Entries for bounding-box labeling
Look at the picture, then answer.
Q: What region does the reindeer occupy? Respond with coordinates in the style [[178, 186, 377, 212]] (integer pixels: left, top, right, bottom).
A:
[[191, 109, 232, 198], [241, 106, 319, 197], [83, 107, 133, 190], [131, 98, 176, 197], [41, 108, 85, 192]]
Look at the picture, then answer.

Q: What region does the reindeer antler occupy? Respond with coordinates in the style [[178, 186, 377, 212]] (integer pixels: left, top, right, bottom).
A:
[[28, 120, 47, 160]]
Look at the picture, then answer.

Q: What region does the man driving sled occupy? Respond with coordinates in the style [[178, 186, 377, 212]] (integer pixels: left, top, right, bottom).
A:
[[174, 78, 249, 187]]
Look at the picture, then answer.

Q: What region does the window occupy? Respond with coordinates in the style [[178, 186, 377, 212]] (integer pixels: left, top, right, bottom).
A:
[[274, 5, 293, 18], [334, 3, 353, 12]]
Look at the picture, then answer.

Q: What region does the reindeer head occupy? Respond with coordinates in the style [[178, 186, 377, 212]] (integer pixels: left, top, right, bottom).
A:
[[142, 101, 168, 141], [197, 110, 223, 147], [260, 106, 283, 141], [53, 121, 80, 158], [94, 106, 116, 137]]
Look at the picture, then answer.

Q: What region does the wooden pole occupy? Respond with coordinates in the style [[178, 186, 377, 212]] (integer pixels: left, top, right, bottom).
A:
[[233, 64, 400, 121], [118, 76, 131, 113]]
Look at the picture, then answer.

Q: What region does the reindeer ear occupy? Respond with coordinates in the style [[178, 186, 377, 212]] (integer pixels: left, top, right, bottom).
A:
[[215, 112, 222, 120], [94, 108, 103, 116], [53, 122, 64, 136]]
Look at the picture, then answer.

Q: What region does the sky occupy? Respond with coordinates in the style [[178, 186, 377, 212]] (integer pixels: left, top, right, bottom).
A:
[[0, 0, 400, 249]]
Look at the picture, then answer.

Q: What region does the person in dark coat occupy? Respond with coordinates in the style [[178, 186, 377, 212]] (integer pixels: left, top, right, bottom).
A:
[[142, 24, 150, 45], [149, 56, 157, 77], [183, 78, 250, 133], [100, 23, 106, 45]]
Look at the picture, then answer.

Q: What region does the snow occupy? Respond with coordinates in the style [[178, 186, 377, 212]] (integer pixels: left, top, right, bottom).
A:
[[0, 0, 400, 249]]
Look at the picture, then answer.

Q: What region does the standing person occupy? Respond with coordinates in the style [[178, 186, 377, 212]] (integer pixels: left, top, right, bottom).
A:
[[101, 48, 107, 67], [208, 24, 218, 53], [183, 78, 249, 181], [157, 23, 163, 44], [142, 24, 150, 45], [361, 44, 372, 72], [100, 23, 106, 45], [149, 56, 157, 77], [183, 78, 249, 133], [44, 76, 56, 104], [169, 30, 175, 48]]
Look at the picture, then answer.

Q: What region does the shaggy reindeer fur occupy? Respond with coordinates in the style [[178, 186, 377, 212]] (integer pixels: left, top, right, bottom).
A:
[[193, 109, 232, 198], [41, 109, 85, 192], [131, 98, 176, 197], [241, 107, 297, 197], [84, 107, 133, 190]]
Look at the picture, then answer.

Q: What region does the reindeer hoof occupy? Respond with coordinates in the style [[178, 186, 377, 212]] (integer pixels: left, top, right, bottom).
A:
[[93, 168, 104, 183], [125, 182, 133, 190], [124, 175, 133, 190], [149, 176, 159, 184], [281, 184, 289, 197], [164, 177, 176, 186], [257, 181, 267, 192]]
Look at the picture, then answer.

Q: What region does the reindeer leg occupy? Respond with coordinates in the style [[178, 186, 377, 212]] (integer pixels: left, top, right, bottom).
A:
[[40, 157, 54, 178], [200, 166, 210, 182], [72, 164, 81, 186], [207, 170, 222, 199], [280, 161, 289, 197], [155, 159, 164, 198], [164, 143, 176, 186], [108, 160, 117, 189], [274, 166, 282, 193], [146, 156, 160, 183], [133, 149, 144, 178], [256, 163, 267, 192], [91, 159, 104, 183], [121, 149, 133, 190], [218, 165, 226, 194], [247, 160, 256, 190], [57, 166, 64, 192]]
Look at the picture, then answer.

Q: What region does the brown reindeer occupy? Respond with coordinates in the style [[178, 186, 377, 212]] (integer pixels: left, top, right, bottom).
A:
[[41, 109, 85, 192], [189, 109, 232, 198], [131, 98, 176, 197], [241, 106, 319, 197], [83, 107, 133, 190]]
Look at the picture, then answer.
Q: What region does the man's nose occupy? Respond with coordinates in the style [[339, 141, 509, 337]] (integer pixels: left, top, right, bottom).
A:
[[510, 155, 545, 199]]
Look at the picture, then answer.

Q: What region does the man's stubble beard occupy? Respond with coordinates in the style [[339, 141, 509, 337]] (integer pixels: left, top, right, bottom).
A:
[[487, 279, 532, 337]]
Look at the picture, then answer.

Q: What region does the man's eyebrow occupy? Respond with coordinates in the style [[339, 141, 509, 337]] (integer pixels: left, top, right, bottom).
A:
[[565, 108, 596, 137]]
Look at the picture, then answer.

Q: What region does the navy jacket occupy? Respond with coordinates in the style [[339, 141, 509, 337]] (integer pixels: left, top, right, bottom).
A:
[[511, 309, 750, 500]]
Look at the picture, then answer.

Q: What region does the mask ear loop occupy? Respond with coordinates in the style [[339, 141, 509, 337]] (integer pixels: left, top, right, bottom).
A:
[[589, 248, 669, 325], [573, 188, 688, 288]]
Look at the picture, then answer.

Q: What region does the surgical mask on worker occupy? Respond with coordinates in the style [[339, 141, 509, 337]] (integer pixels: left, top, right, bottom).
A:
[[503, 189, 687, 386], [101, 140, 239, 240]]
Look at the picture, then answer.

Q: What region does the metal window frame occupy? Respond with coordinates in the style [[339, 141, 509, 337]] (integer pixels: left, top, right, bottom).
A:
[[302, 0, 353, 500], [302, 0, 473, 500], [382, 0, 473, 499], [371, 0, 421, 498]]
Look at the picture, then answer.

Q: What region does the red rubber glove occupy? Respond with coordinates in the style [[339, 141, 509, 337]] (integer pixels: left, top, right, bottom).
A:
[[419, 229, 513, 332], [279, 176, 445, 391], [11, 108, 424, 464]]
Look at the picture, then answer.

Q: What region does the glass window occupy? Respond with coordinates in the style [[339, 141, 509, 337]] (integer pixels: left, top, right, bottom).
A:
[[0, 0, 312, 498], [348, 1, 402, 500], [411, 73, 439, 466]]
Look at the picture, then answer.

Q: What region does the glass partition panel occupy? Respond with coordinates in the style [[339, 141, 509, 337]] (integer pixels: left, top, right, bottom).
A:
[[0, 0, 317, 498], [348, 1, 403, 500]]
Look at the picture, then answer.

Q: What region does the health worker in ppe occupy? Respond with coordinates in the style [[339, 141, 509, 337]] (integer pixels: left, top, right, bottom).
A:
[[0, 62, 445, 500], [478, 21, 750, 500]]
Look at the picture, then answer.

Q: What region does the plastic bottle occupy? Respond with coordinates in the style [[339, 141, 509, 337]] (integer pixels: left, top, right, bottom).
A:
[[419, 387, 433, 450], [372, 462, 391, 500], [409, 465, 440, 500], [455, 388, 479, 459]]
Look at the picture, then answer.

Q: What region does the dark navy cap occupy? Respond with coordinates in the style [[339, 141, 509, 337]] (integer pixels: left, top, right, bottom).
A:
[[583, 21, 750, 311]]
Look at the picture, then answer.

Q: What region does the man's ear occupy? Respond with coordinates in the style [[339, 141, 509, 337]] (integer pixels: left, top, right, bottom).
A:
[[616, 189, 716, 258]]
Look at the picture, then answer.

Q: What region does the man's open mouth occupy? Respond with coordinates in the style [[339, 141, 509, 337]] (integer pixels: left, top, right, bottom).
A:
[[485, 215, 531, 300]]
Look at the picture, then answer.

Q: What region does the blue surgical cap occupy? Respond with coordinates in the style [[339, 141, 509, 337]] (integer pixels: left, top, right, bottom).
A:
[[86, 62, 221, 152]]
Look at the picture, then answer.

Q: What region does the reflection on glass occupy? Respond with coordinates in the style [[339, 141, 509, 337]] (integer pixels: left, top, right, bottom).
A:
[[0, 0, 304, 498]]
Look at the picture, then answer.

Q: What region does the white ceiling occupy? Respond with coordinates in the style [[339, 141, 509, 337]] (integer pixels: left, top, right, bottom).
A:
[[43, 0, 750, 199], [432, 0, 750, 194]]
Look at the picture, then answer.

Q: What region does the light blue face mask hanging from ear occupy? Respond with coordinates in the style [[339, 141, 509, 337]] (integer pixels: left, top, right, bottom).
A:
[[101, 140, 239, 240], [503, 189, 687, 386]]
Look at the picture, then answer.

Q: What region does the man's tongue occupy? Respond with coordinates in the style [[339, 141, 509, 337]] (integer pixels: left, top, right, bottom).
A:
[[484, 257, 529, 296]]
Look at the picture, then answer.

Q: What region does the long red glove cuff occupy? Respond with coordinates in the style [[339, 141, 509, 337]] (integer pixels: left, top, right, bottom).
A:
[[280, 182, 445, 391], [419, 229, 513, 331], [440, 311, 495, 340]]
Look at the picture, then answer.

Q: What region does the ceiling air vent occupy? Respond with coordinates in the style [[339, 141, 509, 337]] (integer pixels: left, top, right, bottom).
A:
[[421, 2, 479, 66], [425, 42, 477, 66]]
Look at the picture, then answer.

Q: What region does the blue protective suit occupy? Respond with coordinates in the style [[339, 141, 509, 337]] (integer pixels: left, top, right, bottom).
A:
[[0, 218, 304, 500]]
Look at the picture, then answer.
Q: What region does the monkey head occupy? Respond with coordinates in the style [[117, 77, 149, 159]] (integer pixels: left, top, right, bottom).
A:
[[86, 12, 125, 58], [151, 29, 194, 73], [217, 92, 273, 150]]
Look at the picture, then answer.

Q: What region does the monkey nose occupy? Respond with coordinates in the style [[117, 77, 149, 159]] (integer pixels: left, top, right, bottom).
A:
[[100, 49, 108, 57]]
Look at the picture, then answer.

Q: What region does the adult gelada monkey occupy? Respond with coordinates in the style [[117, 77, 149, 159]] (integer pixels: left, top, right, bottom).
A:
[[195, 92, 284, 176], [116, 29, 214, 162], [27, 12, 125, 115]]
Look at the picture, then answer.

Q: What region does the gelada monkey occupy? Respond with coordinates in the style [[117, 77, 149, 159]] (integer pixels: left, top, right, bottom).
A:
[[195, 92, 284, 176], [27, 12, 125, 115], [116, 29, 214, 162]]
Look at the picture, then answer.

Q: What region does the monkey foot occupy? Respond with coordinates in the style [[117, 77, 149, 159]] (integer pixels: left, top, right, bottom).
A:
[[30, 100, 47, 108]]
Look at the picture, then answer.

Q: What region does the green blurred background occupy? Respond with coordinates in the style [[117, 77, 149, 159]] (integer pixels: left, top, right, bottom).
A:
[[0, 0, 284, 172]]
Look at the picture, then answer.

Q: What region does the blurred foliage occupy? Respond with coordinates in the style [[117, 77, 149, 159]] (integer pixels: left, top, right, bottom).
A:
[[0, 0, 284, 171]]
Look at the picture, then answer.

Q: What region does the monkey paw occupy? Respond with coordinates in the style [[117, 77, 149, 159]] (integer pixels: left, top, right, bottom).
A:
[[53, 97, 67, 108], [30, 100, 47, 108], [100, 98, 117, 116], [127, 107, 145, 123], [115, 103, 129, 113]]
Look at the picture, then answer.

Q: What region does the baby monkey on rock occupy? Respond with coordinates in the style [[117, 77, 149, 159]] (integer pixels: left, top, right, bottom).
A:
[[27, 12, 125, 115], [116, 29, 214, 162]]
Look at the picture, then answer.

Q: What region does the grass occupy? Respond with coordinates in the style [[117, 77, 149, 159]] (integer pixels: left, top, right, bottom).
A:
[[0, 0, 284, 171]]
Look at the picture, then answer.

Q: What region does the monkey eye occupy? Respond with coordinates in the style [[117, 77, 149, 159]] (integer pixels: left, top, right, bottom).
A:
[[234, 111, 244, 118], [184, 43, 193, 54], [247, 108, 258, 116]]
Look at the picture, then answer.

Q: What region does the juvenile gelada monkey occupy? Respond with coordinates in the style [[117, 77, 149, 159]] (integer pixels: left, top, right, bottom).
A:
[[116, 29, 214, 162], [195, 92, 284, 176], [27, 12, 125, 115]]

TASK REQUIREMENTS:
Count the lines in the records above that contain the string "nose". Reply with the number alone.

RESPONSE TO THIS TASK:
2